[Saved data entries]
[Start of section]

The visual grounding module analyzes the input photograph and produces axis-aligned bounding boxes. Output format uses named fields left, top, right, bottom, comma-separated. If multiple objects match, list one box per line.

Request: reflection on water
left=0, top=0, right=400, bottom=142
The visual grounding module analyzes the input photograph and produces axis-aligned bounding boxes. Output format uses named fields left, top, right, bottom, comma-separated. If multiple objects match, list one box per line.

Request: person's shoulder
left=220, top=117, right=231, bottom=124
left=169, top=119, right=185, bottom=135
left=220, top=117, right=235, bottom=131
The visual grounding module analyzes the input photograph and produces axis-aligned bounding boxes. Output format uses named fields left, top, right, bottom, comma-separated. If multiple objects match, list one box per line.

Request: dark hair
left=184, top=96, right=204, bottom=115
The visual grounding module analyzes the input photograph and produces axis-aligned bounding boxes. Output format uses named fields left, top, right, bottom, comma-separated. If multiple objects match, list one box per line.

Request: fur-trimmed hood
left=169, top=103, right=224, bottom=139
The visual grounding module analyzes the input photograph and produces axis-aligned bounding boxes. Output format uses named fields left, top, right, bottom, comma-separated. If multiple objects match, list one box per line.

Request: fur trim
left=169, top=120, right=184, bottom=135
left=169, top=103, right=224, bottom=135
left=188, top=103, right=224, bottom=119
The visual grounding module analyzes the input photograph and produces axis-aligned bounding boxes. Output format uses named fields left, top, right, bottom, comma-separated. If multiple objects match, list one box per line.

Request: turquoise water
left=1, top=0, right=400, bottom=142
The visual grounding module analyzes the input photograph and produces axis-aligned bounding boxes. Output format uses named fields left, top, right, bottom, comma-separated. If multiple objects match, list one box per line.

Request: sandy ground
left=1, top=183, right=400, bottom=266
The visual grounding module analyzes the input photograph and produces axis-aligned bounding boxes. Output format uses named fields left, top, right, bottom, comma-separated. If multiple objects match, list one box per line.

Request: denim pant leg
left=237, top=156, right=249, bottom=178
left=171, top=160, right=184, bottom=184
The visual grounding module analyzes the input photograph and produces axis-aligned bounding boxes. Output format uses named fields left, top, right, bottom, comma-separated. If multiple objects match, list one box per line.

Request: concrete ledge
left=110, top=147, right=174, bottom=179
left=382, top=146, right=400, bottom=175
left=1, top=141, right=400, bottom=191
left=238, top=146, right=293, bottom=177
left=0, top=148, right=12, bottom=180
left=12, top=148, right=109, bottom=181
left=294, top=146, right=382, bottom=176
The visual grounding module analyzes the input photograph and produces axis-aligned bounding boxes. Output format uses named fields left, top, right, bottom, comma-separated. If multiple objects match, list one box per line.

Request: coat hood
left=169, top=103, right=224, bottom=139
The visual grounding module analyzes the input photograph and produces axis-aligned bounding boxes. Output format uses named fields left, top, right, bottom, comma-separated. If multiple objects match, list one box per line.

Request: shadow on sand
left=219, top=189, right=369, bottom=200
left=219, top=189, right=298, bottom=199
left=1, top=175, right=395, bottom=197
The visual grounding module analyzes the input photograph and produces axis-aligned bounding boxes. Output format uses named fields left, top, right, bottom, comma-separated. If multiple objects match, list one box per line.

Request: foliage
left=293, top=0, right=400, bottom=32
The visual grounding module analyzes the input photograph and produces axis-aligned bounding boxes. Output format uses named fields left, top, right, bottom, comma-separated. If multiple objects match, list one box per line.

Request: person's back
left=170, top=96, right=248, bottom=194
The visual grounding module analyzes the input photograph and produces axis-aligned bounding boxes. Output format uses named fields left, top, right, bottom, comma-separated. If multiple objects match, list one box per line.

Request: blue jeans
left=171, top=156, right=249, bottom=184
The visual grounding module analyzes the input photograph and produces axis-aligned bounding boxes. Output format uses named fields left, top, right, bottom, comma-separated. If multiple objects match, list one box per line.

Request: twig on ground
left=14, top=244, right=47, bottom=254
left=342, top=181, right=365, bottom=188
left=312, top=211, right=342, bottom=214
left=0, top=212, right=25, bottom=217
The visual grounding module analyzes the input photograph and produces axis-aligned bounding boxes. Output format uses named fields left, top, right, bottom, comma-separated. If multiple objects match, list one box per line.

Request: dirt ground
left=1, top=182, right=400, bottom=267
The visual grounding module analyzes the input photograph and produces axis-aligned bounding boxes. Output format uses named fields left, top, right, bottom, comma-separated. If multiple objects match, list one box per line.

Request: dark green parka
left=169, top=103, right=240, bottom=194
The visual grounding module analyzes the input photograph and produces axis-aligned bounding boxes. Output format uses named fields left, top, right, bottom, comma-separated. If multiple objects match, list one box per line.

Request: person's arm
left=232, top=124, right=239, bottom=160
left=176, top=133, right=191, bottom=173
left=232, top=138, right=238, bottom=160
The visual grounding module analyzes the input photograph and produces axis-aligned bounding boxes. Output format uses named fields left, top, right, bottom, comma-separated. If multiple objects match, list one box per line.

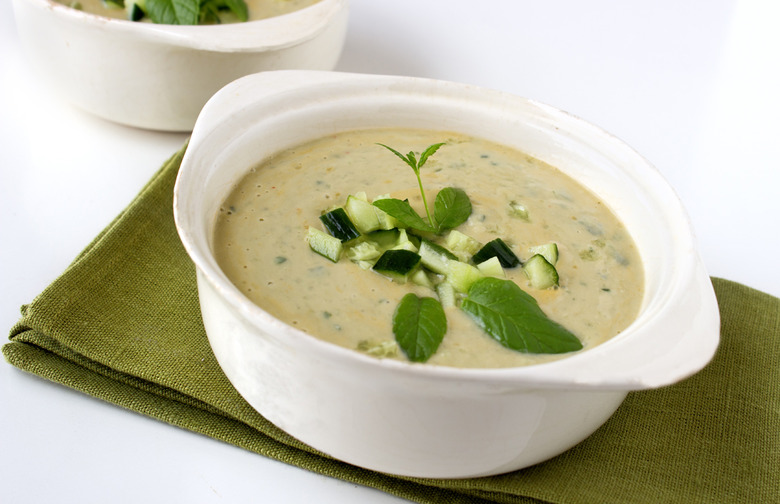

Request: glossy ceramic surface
left=12, top=0, right=348, bottom=131
left=174, top=70, right=720, bottom=478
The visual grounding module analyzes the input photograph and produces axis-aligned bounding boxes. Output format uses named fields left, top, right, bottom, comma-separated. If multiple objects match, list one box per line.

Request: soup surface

[End of section]

Please print an exact copy of the records, with no pictures.

■ PROBLEM SOLUTION ■
The visual grounding module analyzes the input photograph and produces axis-aligned bounding boxes. Output format uses named fields left, top, right, bottom, comma-separated. If multiple objects match, list one box per line.

Request: reflection on water
left=0, top=0, right=400, bottom=142
The visual grounding module analyzes the input photograph and produces axis-aligned bounding boxes. Output format uses named fields left, top, right, bottom, comma-separated. If multiple objects match, list one box per line.

Request: person's shoulder
left=220, top=117, right=231, bottom=124
left=169, top=119, right=185, bottom=135
left=220, top=117, right=235, bottom=131
The visual grounding module analyzes the input photograph and produces axis-aligned bounding boxes. Output format uses named fields left, top, right, bottom, comma-separated. If multiple objects match, list one box per line.

Request: dark hair
left=184, top=96, right=204, bottom=115
The visual grounding module analyzes the input photograph and produces axis-aligned bounding boxes. Output format uses named fields left, top, right, bottom, comma-separated. If multiple objects match, list one box per line.

Request: fur-trimmed hood
left=169, top=103, right=224, bottom=139
The visual grounding module analyzes the input photograph and produces axis-aligned bounding boxes. Output format uses named fields left, top, right, bottom, comma-separated. If multiple objects match, list one box per line.

Request: fur trim
left=169, top=120, right=184, bottom=135
left=169, top=103, right=224, bottom=135
left=188, top=103, right=224, bottom=119
The visual grounding module analyzes the input photograph and produces axis-aligned bounding boxes. Output format uses named fields left, top, right, bottom, comma-separated. If multiple objects match, list one box per line.

Request: turquoise water
left=1, top=0, right=400, bottom=142
The visual grounding module analyzes the input photograph and produces axis-aligned bounding boxes. Output format uses named fields left, top, right, bottom, comma-separated. If multiple objects match, list one box per line.

Request: sandy ground
left=1, top=183, right=400, bottom=266
The visual grounding module analyzes the input photograph and produces axis-aligned bounding boxes. Output format uses named fields left, top, right, bottom, comma-separated. If multiple objects match, list one box per line.

Request: denim pant leg
left=237, top=156, right=249, bottom=178
left=171, top=160, right=184, bottom=184
The visual grounding module analyzes the input photograph and produces axis-aligned bounding boxes. Output format uses named fields left, top, right, bottom, comma-separated. If multiple objects match, list one box per line.

Request: concrete ledge
left=110, top=147, right=174, bottom=179
left=382, top=146, right=400, bottom=175
left=1, top=141, right=400, bottom=191
left=238, top=146, right=293, bottom=177
left=0, top=148, right=12, bottom=180
left=12, top=148, right=109, bottom=181
left=294, top=146, right=382, bottom=176
The visual grounding module analyzes the input photograph and produces axis-aligned bounding boxes. Output format uses named fields left, top, right, bottom, comma-separated. If multiple objects match, list one box per line.

Request: coat hood
left=169, top=103, right=224, bottom=139
The visual grounding module analyzes the input photograph and produces axis-aligned bounding boxes. Output format uses named fields left, top, right, bottom, comma-separated. If multiple objects match, list one box per line.

Request: shadow on sand
left=219, top=189, right=369, bottom=200
left=219, top=189, right=298, bottom=199
left=1, top=175, right=395, bottom=197
The visual grounding module analyzes the input photograph and produces axis-aligned bounding boxes. Output format uses named fields left, top, right, bottom, comma-separated. If multiple objects match, list one box per line.

Request: foliage
left=293, top=0, right=400, bottom=32
The visual grounding module analyzes the input photograph and produces axis-aligned bounding boxes. Output format uses named fields left, top, right, bottom, comma-separated. If multiple objects match, list one box per line.

Request: person's back
left=170, top=96, right=248, bottom=194
The visual grounding module analyzes the input photograph and produces axis-aligned bounding boxes. Output format uses named fields left, top, right, bottom, comma-separated. If multiple objects match, list one box per line.

Request: blue jeans
left=171, top=156, right=249, bottom=184
The visual grounding module analyzes the input photograph and produces axis-aligned bounding boxes. Output format uses named fields left, top, right, bottom, comma-separated. If multiple objects match, list one box per line.

Request: twig on ground
left=14, top=244, right=47, bottom=254
left=342, top=181, right=365, bottom=188
left=312, top=211, right=342, bottom=214
left=0, top=212, right=25, bottom=217
The visual grounding module analyzes the input photograph and produces axis-aligned bounding boxes. Output format uses named fields left, top, right, bottom, comma-separated. If multiple objects match, list one box per line.

Request: dirt ground
left=1, top=182, right=400, bottom=267
The visual grounding module analyzes the input photograph and produces axis-aligned bounding boxes. Output format uses named fields left, top, right, bottom, comma-separated. If multiple objects match, list one box per line.

Request: dark green parka
left=169, top=103, right=240, bottom=194
The visual grounding module analyzes the input photograph and produces axis-aligned bounding boxes. Output format uses named fields left, top, right, bottom, comma-separated. If multiple objects match, list one box per line.

Request: person's arm
left=232, top=124, right=239, bottom=160
left=176, top=133, right=191, bottom=173
left=232, top=138, right=238, bottom=160
The visual grounding module analyzes the input photograph and produces axis-aligned bounding boxes. Output format uses named fields left, top, right, bottom, comma-separated. If multiple objects match, list one box per line.


Request: glossy ceramic surface
left=12, top=0, right=348, bottom=131
left=174, top=70, right=720, bottom=478
The visual grounding module analyzes the input photograph and produces axis-aligned bounding boxes. Output format uses named fields left, top, right, bottom, comma-separated. If multiple objects match, list one box per line.

Request: soup surface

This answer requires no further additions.